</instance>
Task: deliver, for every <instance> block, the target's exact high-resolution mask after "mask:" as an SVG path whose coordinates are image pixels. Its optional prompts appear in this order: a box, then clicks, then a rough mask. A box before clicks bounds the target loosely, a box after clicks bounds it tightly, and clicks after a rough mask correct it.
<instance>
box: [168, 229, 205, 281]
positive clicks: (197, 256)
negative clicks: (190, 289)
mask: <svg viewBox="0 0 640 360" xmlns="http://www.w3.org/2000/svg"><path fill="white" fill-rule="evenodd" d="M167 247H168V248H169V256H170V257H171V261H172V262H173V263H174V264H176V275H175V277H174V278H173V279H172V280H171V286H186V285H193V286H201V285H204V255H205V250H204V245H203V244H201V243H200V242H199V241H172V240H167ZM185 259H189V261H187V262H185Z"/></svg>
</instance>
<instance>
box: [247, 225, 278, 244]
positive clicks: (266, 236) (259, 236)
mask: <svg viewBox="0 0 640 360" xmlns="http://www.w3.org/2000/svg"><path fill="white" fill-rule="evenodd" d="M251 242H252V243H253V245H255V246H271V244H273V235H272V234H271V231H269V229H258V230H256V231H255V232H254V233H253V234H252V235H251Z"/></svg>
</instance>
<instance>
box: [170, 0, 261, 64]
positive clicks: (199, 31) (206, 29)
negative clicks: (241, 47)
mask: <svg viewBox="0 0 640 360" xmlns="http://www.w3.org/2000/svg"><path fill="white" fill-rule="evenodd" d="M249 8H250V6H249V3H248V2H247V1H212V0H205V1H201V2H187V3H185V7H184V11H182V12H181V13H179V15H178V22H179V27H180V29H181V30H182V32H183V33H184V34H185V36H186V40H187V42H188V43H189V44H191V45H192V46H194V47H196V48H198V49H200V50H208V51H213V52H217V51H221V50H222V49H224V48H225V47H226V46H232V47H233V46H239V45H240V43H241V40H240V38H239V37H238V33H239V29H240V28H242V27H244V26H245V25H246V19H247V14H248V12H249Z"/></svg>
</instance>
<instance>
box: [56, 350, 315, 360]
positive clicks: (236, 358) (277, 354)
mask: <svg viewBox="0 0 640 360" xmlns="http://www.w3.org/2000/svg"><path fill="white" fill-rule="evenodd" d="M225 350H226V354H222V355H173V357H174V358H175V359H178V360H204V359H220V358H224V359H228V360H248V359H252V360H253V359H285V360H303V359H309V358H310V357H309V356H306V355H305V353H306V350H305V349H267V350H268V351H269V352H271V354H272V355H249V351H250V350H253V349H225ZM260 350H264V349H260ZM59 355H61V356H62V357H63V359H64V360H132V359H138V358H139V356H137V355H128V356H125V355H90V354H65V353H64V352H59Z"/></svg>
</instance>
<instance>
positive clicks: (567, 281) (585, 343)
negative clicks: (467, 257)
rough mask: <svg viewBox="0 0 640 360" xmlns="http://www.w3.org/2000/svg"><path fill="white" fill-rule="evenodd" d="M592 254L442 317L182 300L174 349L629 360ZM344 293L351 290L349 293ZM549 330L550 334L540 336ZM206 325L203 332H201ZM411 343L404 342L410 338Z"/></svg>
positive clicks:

________________

Gather each line of the listing that holds the string "rough".

__ANSWER SECTION__.
Task: deliver, for every <instance> block, the target's exact high-resolution mask after "mask:" as an SVG path whose coordinates are image pixels. Its optional prompts appear in this order: a box, then clicks, then a rough mask. A box before clicks bounds the target loosely, a box after clicks bounds it tightly, and clicks after a rough mask correct it.
rough mask: <svg viewBox="0 0 640 360" xmlns="http://www.w3.org/2000/svg"><path fill="white" fill-rule="evenodd" d="M592 254L442 317L182 300L174 349L629 360ZM344 293L351 290L349 293ZM549 330L550 334L540 336ZM206 325L203 332H201ZM411 343L404 342L410 338Z"/></svg>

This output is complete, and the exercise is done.